→ **AUFGABE 1**
Fasse bitte den Absatz im Textabschnitt über Femizide, der mit „Die Debatte verschärft sich“ beginnt, als Stichpunktliste zusammen. Die wichtigsten Fakten sollen erhalten bleiben.
→ **AUFGABE 2**
Erkläre anhand des Textabschnitts über Femizide in ein bis drei Sätzen, wodurch sich die Debatte im Juli 2025 verschärfte.

→ **TEXTABSCHNITT**
------------------------------------------------
Vor allem aber rückt ein Thema für die Aktivistinnen in den Mittelpunkt: Femizide. Rund 40 bis 50 Frauen werden in den Niederlanden jedes Jahr getötet, im Schnitt eine alle acht Tage – es ist eine der höchsten Pro-Kopf-Raten in Europa. Während Spanien bereits 2004 ein Gesetz gegen geschlechtsspezifische Gewalt einführte und Italien inzwischen nachgezogen hat, fehlt es in den Niederlanden bis heute an klarer Gesetzgebung und konsequenter Aufmerksamkeit.
Die Debatte verschärft sich im Juli 2025, als in der Provinz Nordbrabant innerhalb weniger Tage zwei Frauen von ihren (Ex-)Partnern getötet werden. Von da an steht das Thema Femizid im Zentrum der öffentlichen Aufmerksamkeit. In Rotterdam marschieren daraufhin jeden Sonntag Hunderte durch die Straßen, die Dolle Minas mittendrin. Andere Städte schließen sich an. Als wenig später in Amsterdam eine 17-Jährige auf dem Heimweg erstochen wird, weiten sich die Proteste aus.
------------------------------------------------
→ **INHALT DER EINTRÄGE**
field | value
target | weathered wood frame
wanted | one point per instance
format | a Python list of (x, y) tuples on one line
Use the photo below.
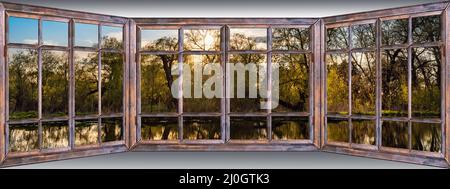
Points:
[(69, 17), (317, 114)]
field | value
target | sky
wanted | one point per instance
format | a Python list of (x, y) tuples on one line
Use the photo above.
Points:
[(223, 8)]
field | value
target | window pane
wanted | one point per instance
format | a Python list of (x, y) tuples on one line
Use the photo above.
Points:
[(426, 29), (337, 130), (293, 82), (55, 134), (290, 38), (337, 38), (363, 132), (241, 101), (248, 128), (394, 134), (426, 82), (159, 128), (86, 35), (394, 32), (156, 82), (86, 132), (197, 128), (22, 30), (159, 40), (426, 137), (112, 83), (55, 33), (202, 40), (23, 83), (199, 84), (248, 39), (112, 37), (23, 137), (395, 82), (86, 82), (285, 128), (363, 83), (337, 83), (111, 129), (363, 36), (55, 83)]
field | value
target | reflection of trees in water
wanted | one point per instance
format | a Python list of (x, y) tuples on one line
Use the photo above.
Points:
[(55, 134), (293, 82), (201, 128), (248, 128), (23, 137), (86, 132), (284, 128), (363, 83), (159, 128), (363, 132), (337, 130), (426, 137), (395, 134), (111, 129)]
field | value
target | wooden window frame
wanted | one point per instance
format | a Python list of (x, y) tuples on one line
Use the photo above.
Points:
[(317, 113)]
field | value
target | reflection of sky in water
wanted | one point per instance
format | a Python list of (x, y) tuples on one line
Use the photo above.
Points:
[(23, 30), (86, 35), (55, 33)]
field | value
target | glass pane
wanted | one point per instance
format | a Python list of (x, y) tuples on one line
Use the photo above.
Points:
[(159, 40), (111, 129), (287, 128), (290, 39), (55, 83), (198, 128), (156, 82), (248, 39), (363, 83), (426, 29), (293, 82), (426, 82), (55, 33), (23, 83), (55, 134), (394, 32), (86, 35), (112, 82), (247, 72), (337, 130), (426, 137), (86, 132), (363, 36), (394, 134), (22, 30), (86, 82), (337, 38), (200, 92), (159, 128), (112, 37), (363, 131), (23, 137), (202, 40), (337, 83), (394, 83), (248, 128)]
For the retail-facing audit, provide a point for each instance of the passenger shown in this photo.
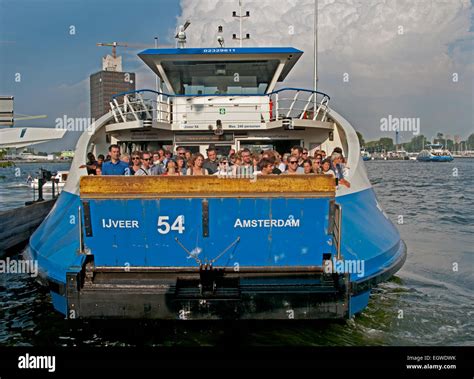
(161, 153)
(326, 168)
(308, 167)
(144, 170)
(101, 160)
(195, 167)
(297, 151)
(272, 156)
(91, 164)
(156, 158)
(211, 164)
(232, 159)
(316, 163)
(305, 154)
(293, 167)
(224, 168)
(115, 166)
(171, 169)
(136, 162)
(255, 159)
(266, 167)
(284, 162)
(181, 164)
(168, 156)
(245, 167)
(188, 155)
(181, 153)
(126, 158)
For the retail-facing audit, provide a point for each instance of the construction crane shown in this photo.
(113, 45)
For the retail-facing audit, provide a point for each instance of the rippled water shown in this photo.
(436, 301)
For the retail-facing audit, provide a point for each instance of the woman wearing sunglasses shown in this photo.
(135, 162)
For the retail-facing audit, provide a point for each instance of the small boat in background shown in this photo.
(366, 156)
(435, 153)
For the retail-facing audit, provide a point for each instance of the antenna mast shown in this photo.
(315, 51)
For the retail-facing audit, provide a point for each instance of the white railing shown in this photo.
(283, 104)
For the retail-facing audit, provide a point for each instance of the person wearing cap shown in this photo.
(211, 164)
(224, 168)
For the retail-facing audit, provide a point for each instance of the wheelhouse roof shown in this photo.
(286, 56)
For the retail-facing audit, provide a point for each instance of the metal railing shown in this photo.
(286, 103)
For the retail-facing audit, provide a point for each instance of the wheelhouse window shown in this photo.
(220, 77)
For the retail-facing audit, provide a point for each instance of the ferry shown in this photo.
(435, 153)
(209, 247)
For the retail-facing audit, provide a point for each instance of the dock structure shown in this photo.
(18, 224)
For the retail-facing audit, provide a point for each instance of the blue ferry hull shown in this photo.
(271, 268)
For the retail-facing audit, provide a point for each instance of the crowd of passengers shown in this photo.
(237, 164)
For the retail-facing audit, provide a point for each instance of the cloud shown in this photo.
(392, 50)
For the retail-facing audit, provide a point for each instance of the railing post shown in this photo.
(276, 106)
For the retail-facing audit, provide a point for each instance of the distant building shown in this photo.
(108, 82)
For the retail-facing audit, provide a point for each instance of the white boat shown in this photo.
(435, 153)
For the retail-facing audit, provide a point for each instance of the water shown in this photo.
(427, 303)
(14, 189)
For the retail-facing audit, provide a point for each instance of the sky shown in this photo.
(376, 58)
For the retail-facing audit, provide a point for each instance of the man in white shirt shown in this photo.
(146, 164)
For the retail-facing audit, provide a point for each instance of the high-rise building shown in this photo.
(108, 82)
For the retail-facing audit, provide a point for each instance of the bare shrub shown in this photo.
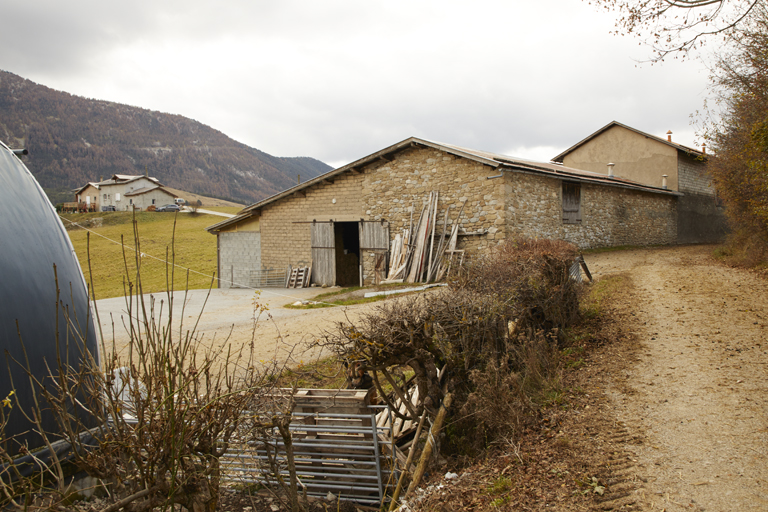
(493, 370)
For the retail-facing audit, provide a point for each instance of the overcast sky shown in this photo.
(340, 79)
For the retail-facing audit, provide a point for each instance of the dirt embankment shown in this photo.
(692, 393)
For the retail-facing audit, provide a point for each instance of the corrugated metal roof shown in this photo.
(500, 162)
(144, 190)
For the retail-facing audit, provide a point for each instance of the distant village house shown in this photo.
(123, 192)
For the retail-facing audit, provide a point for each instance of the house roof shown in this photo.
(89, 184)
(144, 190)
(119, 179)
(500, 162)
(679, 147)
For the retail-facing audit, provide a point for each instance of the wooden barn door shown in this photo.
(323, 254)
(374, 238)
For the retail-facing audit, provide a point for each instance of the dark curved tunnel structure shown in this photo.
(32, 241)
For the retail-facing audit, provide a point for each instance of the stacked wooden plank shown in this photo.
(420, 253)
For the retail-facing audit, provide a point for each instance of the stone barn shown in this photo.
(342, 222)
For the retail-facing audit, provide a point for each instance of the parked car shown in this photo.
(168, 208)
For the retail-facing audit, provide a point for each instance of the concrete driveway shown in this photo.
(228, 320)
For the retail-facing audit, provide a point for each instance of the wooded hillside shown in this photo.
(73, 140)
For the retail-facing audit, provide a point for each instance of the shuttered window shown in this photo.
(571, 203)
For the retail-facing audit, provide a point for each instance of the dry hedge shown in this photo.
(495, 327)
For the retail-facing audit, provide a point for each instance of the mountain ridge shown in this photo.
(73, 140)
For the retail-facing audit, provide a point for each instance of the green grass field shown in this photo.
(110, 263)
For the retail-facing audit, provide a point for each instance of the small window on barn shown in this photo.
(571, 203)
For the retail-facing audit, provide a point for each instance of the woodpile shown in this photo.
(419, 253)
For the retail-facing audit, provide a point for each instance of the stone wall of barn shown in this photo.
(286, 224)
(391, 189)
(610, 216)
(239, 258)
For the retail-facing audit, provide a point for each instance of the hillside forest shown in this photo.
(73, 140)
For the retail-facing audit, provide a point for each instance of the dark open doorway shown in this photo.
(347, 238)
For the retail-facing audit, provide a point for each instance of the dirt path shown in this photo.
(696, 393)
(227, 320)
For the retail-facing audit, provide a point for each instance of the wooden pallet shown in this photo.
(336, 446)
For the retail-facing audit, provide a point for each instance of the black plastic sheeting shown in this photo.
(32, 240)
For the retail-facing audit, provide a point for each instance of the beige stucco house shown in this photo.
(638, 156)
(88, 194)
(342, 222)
------------------------------------------------
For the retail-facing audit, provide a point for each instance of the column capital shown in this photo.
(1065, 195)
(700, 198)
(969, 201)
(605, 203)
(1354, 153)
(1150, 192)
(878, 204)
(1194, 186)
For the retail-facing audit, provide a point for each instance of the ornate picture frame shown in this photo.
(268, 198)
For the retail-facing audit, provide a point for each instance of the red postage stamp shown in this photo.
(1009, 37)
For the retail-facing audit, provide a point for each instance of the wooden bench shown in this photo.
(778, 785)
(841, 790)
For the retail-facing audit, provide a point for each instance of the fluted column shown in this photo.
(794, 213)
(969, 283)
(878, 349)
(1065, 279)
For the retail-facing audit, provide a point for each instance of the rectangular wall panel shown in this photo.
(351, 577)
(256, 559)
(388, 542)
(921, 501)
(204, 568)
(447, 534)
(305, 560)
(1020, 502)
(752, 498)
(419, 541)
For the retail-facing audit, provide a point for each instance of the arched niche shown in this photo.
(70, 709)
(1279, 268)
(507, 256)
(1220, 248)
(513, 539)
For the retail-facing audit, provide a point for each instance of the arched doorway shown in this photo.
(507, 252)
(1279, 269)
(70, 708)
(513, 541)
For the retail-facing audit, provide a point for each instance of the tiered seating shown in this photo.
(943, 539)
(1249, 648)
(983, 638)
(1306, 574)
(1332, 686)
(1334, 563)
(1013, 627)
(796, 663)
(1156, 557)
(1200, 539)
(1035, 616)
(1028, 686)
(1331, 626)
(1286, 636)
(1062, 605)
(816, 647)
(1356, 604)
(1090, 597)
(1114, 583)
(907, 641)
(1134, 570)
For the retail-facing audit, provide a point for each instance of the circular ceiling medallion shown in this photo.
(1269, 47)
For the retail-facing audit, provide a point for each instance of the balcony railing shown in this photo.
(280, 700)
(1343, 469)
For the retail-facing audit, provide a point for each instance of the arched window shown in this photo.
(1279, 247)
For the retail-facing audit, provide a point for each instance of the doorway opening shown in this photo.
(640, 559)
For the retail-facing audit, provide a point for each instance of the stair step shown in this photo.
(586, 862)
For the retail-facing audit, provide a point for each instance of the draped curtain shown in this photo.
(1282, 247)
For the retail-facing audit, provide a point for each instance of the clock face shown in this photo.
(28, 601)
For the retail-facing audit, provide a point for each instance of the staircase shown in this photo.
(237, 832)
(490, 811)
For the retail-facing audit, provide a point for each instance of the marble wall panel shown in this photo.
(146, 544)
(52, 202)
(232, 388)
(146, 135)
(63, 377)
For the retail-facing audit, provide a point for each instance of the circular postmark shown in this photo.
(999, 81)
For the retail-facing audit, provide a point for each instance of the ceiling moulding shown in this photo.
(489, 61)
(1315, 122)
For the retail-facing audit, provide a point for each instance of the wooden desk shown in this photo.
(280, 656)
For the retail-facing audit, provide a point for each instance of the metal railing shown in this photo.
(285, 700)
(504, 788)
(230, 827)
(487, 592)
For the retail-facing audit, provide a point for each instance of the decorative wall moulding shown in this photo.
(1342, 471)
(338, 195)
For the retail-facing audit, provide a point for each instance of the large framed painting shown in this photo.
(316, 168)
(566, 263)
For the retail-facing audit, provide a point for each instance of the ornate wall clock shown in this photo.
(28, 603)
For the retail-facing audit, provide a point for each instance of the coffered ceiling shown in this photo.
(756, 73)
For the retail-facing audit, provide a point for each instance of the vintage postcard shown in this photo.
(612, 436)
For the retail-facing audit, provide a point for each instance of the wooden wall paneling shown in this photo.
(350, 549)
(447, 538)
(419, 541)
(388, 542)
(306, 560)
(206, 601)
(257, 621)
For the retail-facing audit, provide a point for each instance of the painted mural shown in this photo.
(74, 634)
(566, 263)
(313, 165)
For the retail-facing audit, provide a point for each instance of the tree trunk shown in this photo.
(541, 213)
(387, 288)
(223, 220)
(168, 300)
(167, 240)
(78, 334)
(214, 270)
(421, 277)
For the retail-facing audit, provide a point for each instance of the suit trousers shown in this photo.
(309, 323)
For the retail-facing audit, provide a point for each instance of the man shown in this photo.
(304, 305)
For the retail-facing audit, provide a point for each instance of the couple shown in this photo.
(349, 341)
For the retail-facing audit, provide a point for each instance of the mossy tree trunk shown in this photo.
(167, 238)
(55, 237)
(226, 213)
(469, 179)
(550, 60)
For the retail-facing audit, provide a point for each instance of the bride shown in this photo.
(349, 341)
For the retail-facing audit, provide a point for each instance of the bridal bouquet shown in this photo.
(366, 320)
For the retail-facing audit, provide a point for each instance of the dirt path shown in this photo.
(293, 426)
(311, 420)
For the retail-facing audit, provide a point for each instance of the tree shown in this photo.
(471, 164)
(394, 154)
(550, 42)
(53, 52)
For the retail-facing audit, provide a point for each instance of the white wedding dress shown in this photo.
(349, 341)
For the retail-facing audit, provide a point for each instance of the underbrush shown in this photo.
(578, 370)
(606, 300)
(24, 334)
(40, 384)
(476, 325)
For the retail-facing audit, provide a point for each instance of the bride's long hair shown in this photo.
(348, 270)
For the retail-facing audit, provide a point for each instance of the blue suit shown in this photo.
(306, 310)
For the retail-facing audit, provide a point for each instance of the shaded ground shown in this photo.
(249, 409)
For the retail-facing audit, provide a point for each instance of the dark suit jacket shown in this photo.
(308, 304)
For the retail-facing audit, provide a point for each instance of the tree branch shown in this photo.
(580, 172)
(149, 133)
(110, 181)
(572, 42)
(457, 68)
------------------------------------------------
→ **LÖSUNG 1**
- Juli 2025: In Nordbrabant töten (Ex-)Partner innerhalb weniger Tage zwei Frauen.
- Danach steht das Thema Femizid im Zentrum der öffentlichen Aufmerksamkeit.
- In Rotterdam marschieren jeden Sonntag Hunderte, darunter die Dolle Minas.
- Andere Städte schließen sich an.
- Nachdem in Amsterdam eine 17-Jährige auf dem Heimweg erstochen wird, weiten sich die Proteste aus.

→ **LÖSUNG 2**
Im Juli 2025 wurden in der Provinz Nordbrabant innerhalb weniger Tage zwei Frauen von ihren (Ex-)Partnern getötet. Von da an stand das Thema Femizid im Zentrum der öffentlichen Aufmerksamkeit.